YOUR OBJECTIVE. Please update the records below by changing every "in this unit" to "in this set" and leaving everything else unchanged.

DATASET EXTRACT.
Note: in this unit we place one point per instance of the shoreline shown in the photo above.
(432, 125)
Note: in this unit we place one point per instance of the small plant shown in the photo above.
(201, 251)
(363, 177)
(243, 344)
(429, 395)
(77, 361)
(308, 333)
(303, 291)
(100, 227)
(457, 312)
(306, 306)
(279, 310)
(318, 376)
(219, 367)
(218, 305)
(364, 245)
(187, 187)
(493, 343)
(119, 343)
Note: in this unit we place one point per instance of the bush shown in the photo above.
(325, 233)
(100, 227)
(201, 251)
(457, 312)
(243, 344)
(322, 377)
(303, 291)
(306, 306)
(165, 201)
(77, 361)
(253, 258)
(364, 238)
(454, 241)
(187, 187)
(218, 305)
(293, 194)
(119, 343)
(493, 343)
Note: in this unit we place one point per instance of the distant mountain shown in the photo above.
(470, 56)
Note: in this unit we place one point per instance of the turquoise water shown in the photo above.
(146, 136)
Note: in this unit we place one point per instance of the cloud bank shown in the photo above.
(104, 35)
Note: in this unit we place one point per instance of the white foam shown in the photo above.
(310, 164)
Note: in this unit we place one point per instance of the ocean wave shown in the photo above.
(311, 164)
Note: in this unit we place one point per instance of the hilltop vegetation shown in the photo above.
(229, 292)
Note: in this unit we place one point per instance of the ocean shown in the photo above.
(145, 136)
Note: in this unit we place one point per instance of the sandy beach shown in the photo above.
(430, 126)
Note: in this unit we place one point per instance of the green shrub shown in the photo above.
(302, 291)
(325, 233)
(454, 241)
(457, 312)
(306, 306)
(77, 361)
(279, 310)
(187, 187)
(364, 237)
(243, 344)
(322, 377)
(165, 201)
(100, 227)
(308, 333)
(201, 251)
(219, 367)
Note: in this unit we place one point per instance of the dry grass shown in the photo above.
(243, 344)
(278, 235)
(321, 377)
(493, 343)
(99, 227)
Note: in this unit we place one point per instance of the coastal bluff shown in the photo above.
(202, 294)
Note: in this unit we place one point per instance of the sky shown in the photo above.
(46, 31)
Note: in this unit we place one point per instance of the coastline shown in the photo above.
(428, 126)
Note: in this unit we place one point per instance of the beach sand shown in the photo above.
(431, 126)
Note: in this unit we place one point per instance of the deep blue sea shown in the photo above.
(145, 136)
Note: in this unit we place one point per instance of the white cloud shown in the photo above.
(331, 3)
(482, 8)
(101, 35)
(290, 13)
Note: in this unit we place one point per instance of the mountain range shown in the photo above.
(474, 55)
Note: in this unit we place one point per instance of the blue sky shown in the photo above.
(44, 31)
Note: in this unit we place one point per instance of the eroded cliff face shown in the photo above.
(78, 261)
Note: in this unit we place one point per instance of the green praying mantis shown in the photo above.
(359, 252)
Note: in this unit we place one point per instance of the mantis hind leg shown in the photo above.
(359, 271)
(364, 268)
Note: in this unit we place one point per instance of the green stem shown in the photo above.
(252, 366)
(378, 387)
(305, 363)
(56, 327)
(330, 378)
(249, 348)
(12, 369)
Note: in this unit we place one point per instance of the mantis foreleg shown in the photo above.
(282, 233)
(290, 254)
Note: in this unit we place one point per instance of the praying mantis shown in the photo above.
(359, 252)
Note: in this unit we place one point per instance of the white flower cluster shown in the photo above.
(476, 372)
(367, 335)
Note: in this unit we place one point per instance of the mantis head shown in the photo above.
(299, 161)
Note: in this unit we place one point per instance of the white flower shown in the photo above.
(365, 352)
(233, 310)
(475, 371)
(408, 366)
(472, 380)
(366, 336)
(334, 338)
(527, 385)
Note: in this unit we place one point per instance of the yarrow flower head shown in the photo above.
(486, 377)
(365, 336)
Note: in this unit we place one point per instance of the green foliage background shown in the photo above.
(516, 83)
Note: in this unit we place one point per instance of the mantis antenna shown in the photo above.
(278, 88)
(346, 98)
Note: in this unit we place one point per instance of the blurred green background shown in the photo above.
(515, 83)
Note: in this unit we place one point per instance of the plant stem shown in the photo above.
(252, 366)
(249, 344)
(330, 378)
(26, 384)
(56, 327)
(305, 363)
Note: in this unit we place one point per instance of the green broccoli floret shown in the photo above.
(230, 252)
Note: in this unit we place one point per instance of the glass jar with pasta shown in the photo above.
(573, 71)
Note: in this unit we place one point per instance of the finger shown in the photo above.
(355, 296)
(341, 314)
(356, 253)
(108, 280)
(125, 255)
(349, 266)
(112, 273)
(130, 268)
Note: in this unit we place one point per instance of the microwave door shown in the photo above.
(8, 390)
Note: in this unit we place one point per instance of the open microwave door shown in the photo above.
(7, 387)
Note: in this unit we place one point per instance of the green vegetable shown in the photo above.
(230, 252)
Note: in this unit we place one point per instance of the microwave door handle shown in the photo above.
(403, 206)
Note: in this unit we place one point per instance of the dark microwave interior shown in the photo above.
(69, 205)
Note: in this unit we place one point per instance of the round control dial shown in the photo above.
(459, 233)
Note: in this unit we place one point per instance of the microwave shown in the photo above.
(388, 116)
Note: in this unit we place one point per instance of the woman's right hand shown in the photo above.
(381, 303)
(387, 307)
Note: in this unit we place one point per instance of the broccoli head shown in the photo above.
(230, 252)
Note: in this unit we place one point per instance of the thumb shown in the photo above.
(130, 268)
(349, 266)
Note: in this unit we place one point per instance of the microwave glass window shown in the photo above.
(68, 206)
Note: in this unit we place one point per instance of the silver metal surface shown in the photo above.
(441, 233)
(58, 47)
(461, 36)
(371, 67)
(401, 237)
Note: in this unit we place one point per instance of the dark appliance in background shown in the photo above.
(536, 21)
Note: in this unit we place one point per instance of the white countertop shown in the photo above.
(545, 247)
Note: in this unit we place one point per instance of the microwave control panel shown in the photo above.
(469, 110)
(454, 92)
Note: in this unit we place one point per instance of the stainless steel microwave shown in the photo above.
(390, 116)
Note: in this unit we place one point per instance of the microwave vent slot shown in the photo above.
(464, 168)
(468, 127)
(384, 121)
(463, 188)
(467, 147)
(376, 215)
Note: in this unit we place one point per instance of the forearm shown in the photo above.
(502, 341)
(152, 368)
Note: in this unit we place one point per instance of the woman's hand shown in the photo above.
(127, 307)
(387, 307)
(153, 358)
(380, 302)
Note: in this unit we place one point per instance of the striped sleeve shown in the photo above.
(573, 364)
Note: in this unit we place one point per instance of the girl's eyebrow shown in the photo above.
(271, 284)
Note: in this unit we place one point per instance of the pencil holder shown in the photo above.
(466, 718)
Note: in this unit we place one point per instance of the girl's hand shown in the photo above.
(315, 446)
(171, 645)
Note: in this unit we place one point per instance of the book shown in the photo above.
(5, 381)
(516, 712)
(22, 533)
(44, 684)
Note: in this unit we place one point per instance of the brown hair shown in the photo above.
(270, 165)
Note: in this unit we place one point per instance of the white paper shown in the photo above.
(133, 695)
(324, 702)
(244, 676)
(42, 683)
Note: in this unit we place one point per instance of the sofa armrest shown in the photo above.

CORRECT OUTPUT.
Note: in this set we place one point per instance of the shoreline shown in the photo above.
(432, 125)
Note: in this set we place one point per instance of the small plant shown in the photo above.
(201, 251)
(363, 177)
(243, 344)
(429, 395)
(77, 361)
(308, 333)
(303, 291)
(100, 227)
(457, 312)
(306, 306)
(279, 310)
(318, 376)
(219, 367)
(218, 305)
(364, 245)
(187, 187)
(493, 343)
(119, 343)
Note: in this set we place one point per instance of the bush shown in the photo above.
(325, 233)
(100, 227)
(201, 251)
(457, 312)
(243, 344)
(322, 377)
(303, 291)
(306, 306)
(165, 201)
(77, 361)
(253, 258)
(364, 238)
(454, 241)
(187, 187)
(218, 305)
(293, 194)
(119, 343)
(493, 343)
Note: in this set we place one point per instance of the distant mountain shown in the photo above.
(470, 56)
Note: in this set we place one point per instance of the turquoise water shown in the photo above.
(146, 136)
Note: in this set we place one point per instance of the cloud bank shown in the photo above.
(104, 35)
Note: in this set we place one point per instance of the white foam shown in the photo above.
(310, 164)
Note: in this set we place one point per instance of the ocean wave shown in the photo above.
(311, 164)
Note: in this set we place one point per instance of the hilltop vegetation shown in the photo above.
(229, 292)
Note: in this set we place one point per instance of the ocean shown in the photo above.
(145, 136)
Note: in this set we place one point per instance of the sandy beach shown in the photo above.
(430, 126)
Note: in this set we place one point per instance of the green shrub shown in the photo above.
(302, 291)
(325, 233)
(454, 241)
(457, 312)
(306, 306)
(77, 361)
(279, 310)
(187, 187)
(364, 237)
(243, 344)
(322, 377)
(165, 201)
(100, 227)
(308, 333)
(201, 251)
(219, 367)
Note: in this set we place one point per instance of the dry grass shown in the photo above.
(243, 344)
(278, 235)
(321, 377)
(493, 343)
(99, 227)
Note: in this set we place one point per instance of the coastal bluff shown in the photo above.
(202, 294)
Note: in this set we place one point per instance of the sky shown in the photo above.
(46, 31)
Note: in this set we place one point per instance of the coastline shown in the photo above.
(428, 126)
Note: in this set we place one point per instance of the beach sand shown in the photo above.
(431, 126)
Note: in this set we place one point per instance of the deep blue sea shown in the photo above.
(145, 136)
Note: in this set we place one point per instance of the white cloud shown in the photo above.
(331, 3)
(482, 8)
(101, 35)
(290, 13)
Note: in this set we place one point per instance of the mountain range shown in the photo above.
(474, 55)
Note: in this set we place one point per instance of the blue sky shown in the photo above.
(44, 31)
Note: in this set we place one point per instance of the eroded cliff face shown in the photo above.
(78, 261)
Note: in this set we place one point per instance of the green praying mantis shown in the photo above.
(359, 252)
Note: in this set we place one point per instance of the mantis hind leg shown in the photo above.
(359, 271)
(364, 268)
Note: in this set we place one point per instance of the green stem shown in the photo above.
(252, 366)
(378, 387)
(305, 363)
(56, 327)
(330, 378)
(249, 348)
(12, 369)
Note: in this set we place one point per instance of the mantis foreleg shown in the photo above.
(282, 233)
(290, 254)
Note: in this set we place one point per instance of the praying mantis shown in the photo above.
(359, 252)
Note: in this set we place one point per instance of the white flower cluster shown in the photo above.
(476, 372)
(367, 335)
Note: in this set we place one point per instance of the mantis head shown in the photo above.
(299, 161)
Note: in this set we place one point per instance of the white flower shown in the photo above.
(365, 352)
(233, 310)
(475, 371)
(408, 366)
(472, 380)
(366, 336)
(334, 338)
(527, 385)
Note: in this set we place one point per instance of the yarrow flower head shown in the photo above.
(486, 377)
(365, 336)
Note: in this set we place one point per instance of the green foliage background shown in the photo above.
(516, 83)
Note: in this set we place one point per instance of the mantis antenna shown in the photo above.
(278, 88)
(346, 98)
Note: in this set we place one point per instance of the blurred green background shown in the photo above.
(515, 83)
Note: in this set we place one point per instance of the plant stem shown in the photo above.
(252, 366)
(249, 344)
(330, 378)
(26, 384)
(56, 327)
(305, 363)
Note: in this set we place one point per instance of the green broccoli floret shown in the photo above.
(230, 252)
Note: in this set we place one point per instance of the glass jar with pasta shown in the photo above.
(573, 71)
Note: in this set we place one point per instance of the finger shown in the photo above.
(355, 296)
(341, 314)
(356, 253)
(108, 280)
(125, 255)
(349, 266)
(112, 273)
(130, 268)
Note: in this set we place one point per instance of the microwave door shown in the photo above.
(8, 390)
Note: in this set we place one point per instance of the open microwave door shown in the photo above.
(7, 387)
Note: in this set we place one point per instance of the green vegetable shown in the photo above.
(230, 252)
Note: in this set we place one point per instance of the microwave door handle shown in the photo above.
(403, 206)
Note: in this set we place one point per instance of the dark microwave interior shown in the photo above.
(69, 205)
Note: in this set we place one point per instance of the round control dial shown in the photo above.
(459, 233)
Note: in this set we place one point per instance of the microwave shown in the photo above.
(388, 116)
Note: in this set we place one point per instance of the woman's right hand shown in the photo above.
(381, 303)
(387, 307)
Note: in this set we place one point per instance of the broccoli head shown in the photo above.
(230, 252)
Note: in this set we place one point per instance of the thumb shown in the photo above.
(130, 268)
(349, 266)
Note: in this set we place one point per instance of the microwave glass window shown in the photo above.
(68, 206)
Note: in this set we place one point per instance of the silver metal surface shown in the photo above.
(441, 233)
(58, 47)
(461, 36)
(371, 67)
(401, 237)
Note: in this set we place one point per instance of the dark appliance in background shown in the photo above.
(536, 21)
Note: in this set we place one point per instance of the white countertop shown in the photo above.
(545, 247)
Note: in this set we place one point per instance of the microwave control panel shown in the photo above.
(469, 110)
(454, 92)
Note: in this set we place one point per instance of the stainless steel microwave shown in the photo above.
(390, 116)
Note: in this set we place one point per instance of the microwave vent slot shown in the photo above.
(464, 168)
(468, 127)
(384, 121)
(463, 188)
(467, 147)
(376, 215)
Note: in this set we place one point per instance of the forearm shown in the photo above.
(502, 341)
(152, 368)
Note: in this set we place one point per instance of the woman's hand shown in the photo above.
(127, 307)
(387, 307)
(153, 358)
(380, 302)
Note: in this set we place one point per instance of the striped sleeve shown in the photo above.
(573, 364)
Note: in this set we place one point per instance of the girl's eyebrow shown in the photo above.
(271, 284)
Note: in this set we place one point per instance of the pencil holder shown in the photo above.
(466, 718)
Note: in this set we place one point per instance of the girl's hand shown in the photo above.
(315, 446)
(171, 645)
Note: in this set we place one point per instance of the book shown in the photo above.
(5, 381)
(516, 712)
(22, 533)
(44, 684)
Note: in this set we place one point per instance of the brown hair shown in the photo above.
(270, 165)
Note: in this set we place one point per instance of the white paper shown in the photo above.
(133, 695)
(324, 702)
(244, 676)
(42, 683)
Note: in this set we place one point per instance of the sofa armrest shown in the photo above.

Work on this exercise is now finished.